Write out the portion of the forum thread starting with "# How to safe" and going on through "is ostensibly missing.", keeping every word unchanged.

Article —

◆ ◆ ◆

# How to safe boot with HP 8470p



## ssal (Dec 12, 2017)

Some reason, I was not able to install iTune on this machine.

I am trying to safe boot it and try to install it in safe mood. But pressing F8 repeatedly at start up doesn't work. If I press ESC to go into the boot menu, F8 is ostensibly missing.

How do I enter safe mood with this machine? Or better, how to install iTune on this machine?


----------



## ssal (Dec 12, 2017)

Sorry, I was able to install iTuen when I ran the installation as Admin.


----------



## johnb35 (Dec 12, 2017)

Just an FYI, to enter safe mode all you need to do is press and hold the shift key while pressing on restart.

https://www.digitalcitizen.life/4-ways-boot-safe-mode-windows-10

However, a lot of times windows installer isn't available in safe mode to install programs.


----------



## ssal (Dec 12, 2017)

johnb35 said:


> Just an FYI, to enter safe mode all you need to do is press and hold the shift key while pressing on restart.
> 
> https://www.digitalcitizen.life/4-ways-boot-safe-mode-windows-10
> 
> However, a lot of times windows installer isn't available in safe mode to install programs.



Thank you for the heads up. But the HP Elitebook has its way and I think they got out of the way to allow for safe mode boot. The F8 or Shift doesn't work. It boots up normally. The only way to do it is to go into system configuration and change to Safe Mode boot. And then you have to change it back to normal boot later.

And you're right that installer doesn't work in Safe mode.

I was able to install iTune after I ran the exe file as Admin. Mission accomplished and I learned a lot from the exercise.


----------



## Darren (Dec 12, 2017)

The holding down shift has nothing to do with it being HP. It's baked right into the OS. Hold shift until you're in the recovery menu.


----------



## ssal (Dec 12, 2017)

I did try. I held down the shift key while clicking reboot, and kept holding it down. But the boot went directly to normal.

I think it's the HP Elitebook thing. The F8 key was the standard I've known of since I had my first laptop. But it is not working here.

It is not even described in the user manual.

Google would return many similar questions about the Elitebook Safe Mode or the HP 84?? series.


----------



## voyagerfan99 (Dec 16, 2017)

There's also a nice little utility known as msconfig....


----------



## Darren (Dec 17, 2017)

voyagerfan99 said:


> There's also a nice little utility known as msconfig....
> View attachment 8632


He already mentioned that he did that. 


ssal said:


> The only way to do it is to go into system configuration and change to Safe Mode boot. And then you have to change it back to normal boot later.


----------

◆ ◆ ◆

Dataset entries —
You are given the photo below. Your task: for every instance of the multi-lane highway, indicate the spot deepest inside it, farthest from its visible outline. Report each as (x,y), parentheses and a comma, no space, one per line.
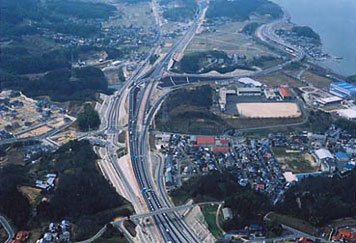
(171,227)
(7,228)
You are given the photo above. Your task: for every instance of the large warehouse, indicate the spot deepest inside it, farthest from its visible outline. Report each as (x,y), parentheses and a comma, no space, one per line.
(343,89)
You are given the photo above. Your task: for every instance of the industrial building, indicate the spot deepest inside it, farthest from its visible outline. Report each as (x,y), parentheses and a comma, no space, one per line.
(331,100)
(325,159)
(349,114)
(249,91)
(250,82)
(284,92)
(343,89)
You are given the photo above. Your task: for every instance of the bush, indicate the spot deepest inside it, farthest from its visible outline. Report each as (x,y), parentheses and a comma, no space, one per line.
(88,119)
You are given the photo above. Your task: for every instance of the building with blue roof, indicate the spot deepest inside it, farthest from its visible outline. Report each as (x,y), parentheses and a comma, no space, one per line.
(341,156)
(349,166)
(343,89)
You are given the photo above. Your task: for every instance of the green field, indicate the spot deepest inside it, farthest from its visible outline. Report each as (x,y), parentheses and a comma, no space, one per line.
(209,213)
(296,162)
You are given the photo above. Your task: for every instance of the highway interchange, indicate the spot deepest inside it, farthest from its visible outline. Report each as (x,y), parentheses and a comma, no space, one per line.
(138,89)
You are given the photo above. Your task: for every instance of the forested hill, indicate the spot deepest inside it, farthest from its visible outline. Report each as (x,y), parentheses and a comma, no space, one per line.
(240,10)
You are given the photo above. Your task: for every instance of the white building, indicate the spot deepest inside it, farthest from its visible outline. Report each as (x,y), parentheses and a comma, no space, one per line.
(325,159)
(349,114)
(227,213)
(250,82)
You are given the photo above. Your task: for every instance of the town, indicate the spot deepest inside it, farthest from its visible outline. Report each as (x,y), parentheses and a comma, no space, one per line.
(174,121)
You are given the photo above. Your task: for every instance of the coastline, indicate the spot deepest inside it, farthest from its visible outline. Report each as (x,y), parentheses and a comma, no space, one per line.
(335,23)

◆ ◆ ◆

Response to this exercise —
# How to safe boot with HP 8470p



## ssal (Dec 12, 2017)

Some reason, I was not able to install iTune on this machine.

I am trying to safe boot it and try to install it in safe mood. But pressing F8 repeatedly at start up doesn't work. If I press ESC to go into the boot menu, F8 is ostensibly missing.